(Stated goal): Render the lines of the items below as a JSON list of strings, one string per line and no blank lines. Include only the lines from the one containing "As a warehouse robot's perception module, locate window trim" through the one containing "0, 0, 42, 123", with both of those lines included.

## BEGIN

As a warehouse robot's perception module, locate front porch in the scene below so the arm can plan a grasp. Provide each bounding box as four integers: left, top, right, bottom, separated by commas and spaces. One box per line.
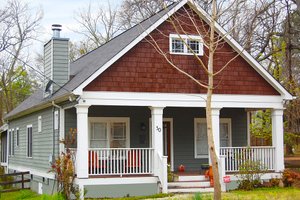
61, 94, 284, 197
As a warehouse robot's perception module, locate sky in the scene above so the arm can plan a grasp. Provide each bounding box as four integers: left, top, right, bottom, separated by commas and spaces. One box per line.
0, 0, 122, 51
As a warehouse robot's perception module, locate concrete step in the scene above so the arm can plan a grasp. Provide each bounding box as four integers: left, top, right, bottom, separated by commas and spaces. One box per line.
168, 181, 210, 188
178, 175, 209, 182
168, 187, 214, 193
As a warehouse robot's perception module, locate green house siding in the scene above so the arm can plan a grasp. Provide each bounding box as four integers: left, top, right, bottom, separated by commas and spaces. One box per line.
9, 107, 59, 173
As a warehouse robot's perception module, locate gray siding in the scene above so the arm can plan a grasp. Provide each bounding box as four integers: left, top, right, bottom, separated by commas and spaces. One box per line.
44, 38, 69, 91
9, 108, 58, 173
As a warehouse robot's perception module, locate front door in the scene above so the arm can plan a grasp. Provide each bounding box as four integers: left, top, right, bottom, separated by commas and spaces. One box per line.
163, 121, 172, 163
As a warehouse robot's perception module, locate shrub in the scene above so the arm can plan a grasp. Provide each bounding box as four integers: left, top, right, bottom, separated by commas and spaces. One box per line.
0, 166, 14, 189
282, 169, 298, 187
237, 160, 266, 190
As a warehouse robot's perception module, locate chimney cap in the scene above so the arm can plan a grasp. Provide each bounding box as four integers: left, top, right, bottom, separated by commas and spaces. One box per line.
52, 24, 62, 38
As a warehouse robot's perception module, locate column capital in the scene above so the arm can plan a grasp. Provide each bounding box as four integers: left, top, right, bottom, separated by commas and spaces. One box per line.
272, 108, 284, 116
74, 104, 91, 114
149, 106, 165, 115
211, 108, 222, 116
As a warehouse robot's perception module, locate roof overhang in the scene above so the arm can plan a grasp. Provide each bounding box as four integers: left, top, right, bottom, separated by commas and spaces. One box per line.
73, 0, 293, 100
4, 94, 70, 121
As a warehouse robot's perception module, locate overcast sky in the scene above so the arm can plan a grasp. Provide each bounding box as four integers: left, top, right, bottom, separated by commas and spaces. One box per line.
0, 0, 122, 52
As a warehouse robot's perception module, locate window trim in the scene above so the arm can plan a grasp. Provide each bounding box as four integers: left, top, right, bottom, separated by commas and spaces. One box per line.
53, 110, 59, 130
38, 115, 43, 133
16, 127, 20, 147
88, 117, 130, 148
194, 118, 232, 159
26, 124, 33, 158
169, 34, 204, 56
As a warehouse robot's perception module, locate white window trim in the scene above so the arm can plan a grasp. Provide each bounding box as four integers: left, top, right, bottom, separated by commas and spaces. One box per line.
169, 34, 204, 56
54, 110, 59, 130
194, 118, 232, 158
26, 124, 33, 158
89, 117, 130, 148
16, 128, 20, 147
38, 115, 43, 133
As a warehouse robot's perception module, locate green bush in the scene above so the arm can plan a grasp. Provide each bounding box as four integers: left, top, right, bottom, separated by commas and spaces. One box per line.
237, 160, 267, 190
0, 166, 14, 189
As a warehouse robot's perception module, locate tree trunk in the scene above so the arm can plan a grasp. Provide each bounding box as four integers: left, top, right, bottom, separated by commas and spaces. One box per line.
206, 1, 221, 200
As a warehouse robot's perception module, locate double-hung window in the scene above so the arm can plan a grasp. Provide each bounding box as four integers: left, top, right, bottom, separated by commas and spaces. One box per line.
90, 117, 130, 148
170, 34, 203, 56
27, 125, 32, 158
194, 118, 231, 158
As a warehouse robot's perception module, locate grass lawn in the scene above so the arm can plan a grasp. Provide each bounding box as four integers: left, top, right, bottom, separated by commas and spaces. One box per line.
0, 188, 300, 200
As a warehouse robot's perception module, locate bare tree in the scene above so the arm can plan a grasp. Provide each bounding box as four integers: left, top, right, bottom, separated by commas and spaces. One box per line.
75, 2, 120, 50
147, 0, 246, 199
0, 0, 42, 123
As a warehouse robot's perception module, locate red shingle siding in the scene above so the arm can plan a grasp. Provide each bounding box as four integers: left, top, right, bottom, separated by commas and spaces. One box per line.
84, 6, 279, 95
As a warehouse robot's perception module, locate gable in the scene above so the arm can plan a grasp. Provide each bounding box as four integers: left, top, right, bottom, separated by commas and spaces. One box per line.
84, 4, 280, 95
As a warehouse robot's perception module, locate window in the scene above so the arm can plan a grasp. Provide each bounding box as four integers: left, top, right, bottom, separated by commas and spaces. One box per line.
170, 34, 203, 56
8, 130, 12, 156
54, 110, 58, 130
38, 116, 42, 133
11, 129, 15, 156
90, 117, 129, 148
27, 125, 32, 158
16, 128, 20, 147
195, 118, 231, 158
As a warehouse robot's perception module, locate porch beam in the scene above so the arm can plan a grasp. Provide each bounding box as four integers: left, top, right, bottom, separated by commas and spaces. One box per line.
272, 109, 284, 172
75, 104, 90, 178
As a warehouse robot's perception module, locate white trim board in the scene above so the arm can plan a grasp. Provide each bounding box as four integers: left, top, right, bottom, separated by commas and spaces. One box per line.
73, 0, 293, 100
8, 164, 55, 179
73, 0, 189, 95
75, 176, 157, 185
79, 91, 283, 109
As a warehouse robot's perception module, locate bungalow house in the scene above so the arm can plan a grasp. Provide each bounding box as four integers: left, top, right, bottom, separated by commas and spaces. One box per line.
1, 0, 292, 197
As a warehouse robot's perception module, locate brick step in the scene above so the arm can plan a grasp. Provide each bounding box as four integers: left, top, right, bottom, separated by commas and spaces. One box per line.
168, 181, 210, 188
178, 175, 209, 182
168, 187, 214, 193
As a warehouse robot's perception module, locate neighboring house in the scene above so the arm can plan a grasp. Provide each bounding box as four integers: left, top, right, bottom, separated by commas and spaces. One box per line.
1, 0, 292, 197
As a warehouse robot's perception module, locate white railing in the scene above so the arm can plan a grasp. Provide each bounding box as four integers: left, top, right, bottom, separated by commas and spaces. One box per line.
88, 148, 154, 175
220, 147, 275, 172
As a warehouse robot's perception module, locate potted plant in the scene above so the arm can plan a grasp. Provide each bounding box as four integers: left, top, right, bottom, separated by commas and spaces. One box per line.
178, 165, 185, 172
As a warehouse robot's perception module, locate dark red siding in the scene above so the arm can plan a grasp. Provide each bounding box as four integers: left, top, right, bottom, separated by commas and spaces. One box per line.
84, 8, 279, 95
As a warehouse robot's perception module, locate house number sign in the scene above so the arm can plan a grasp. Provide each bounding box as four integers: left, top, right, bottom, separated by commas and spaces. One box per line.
156, 126, 161, 132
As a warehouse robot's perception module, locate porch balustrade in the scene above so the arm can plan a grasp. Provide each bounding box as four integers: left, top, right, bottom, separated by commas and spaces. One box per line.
220, 147, 275, 172
71, 148, 154, 175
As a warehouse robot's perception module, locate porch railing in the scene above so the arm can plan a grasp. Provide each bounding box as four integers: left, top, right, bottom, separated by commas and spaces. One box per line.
88, 148, 154, 175
220, 147, 275, 172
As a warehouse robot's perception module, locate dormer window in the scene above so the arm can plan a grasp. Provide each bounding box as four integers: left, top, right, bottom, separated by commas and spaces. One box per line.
170, 34, 203, 56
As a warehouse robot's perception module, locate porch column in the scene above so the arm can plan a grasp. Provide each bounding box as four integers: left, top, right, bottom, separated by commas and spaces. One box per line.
272, 109, 284, 172
150, 107, 164, 156
211, 108, 221, 159
75, 104, 89, 178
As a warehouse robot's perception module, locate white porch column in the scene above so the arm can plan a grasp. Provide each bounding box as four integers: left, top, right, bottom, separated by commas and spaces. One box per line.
150, 107, 164, 156
272, 109, 284, 172
75, 104, 89, 178
59, 108, 65, 154
211, 108, 221, 160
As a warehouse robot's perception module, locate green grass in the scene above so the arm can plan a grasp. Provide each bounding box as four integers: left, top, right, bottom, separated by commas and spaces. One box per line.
0, 188, 300, 200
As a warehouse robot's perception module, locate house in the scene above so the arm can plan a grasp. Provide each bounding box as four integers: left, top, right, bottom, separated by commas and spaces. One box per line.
1, 0, 292, 197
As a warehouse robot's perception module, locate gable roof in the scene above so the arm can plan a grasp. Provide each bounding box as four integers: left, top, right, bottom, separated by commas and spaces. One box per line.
5, 0, 292, 119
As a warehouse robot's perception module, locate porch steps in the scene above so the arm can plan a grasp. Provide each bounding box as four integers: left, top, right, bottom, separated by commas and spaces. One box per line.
168, 175, 214, 193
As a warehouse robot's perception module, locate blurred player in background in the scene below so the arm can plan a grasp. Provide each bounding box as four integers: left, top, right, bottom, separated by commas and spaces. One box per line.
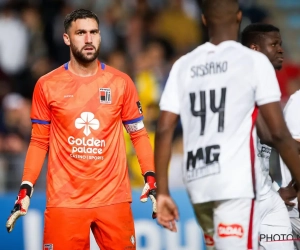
241, 23, 296, 250
155, 0, 300, 250
6, 9, 156, 250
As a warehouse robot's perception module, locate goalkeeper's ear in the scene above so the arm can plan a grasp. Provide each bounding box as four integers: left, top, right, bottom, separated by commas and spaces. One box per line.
20, 181, 33, 198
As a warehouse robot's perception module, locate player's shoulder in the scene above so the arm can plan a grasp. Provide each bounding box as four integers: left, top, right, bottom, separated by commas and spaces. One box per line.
38, 65, 67, 84
240, 44, 270, 64
104, 64, 132, 83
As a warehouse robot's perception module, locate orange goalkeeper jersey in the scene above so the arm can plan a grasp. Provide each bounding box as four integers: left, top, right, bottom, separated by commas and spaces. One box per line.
31, 63, 143, 208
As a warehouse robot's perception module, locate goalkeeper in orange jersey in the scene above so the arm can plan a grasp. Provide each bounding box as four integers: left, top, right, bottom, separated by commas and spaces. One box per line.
6, 9, 156, 250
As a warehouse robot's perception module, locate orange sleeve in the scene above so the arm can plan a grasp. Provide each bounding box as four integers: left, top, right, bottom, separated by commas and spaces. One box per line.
22, 119, 50, 185
121, 75, 143, 124
30, 80, 51, 124
130, 128, 154, 175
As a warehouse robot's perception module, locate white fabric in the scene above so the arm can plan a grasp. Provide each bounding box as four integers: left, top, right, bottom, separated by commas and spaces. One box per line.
160, 41, 280, 203
214, 199, 259, 250
258, 189, 294, 250
280, 90, 300, 217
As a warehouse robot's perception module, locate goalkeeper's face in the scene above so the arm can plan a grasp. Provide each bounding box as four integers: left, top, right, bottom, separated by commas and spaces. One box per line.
64, 18, 101, 64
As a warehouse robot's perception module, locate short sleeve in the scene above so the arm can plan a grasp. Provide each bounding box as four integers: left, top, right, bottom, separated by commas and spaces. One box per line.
30, 81, 51, 124
159, 61, 180, 114
254, 52, 281, 106
121, 77, 144, 133
283, 91, 300, 140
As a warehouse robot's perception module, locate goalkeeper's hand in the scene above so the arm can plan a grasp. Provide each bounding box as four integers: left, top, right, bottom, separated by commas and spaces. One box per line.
140, 172, 156, 219
6, 181, 33, 233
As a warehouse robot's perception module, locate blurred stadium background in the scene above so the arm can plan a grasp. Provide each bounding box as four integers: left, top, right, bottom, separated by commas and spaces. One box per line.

## END

(Response to this task):
[
  "As a warehouse robot's perception module, locate window trim in the scene above so the arm can plan a grasp. Provide each bounding box as four integers: left, top, right, bottom, separated by commas and spaces. One box per line.",
  "53, 110, 59, 130",
  "38, 115, 43, 133",
  "16, 127, 20, 147",
  "88, 117, 130, 148",
  "194, 118, 232, 159",
  "26, 124, 33, 158",
  "169, 34, 204, 56",
  "As a warehouse robot's perception module, locate white window trim in the scene above so the arm can plan a grasp. Provide each bounding box as four integers: left, top, right, bottom, separated by commas and spaces. One box per line.",
  "169, 34, 204, 56",
  "54, 110, 59, 130",
  "194, 118, 232, 158",
  "26, 124, 33, 158",
  "89, 117, 130, 148",
  "16, 128, 20, 147",
  "38, 115, 43, 133",
  "As a warehouse robot's perception module, locate green bush in the scene above so the arm can plan a grasp. Provide each bounding box as four integers: left, top, right, bottom, separated by commas and spaces. One box per line.",
  "237, 160, 267, 190",
  "0, 166, 14, 189",
  "As a warehouse robot's perception module, locate tree trunk in the scene above so the arm can plan a grasp. Provide each bounding box as four integers: left, top, right, bottom, separated by commas and spaces. One box per line.",
  "206, 1, 221, 200",
  "As a warehouse robot's perception module, locate double-hung window in the scene above so the arm can plan a grasp. Provide each bounding box as four integers: left, top, right, bottom, separated by commas and spaces. One box per line.",
  "90, 117, 130, 148",
  "170, 34, 203, 56",
  "27, 125, 32, 158",
  "194, 118, 231, 158",
  "As a warehouse robot's perception module, locate grass lawn in the scene above so the arm can plan a grasp. Provide each bounding box as four integers: left, top, right, bottom, separated by commas and spaces. One box per line.",
  "0, 188, 300, 200",
  "As a warehouse robot's perception module, locate bare tree in the scene above so the arm can plan a grasp. Provide each bounding box as four integers: left, top, right, bottom, separated by commas and spaces. One box per line.",
  "75, 2, 120, 50",
  "147, 0, 246, 199",
  "0, 0, 42, 123"
]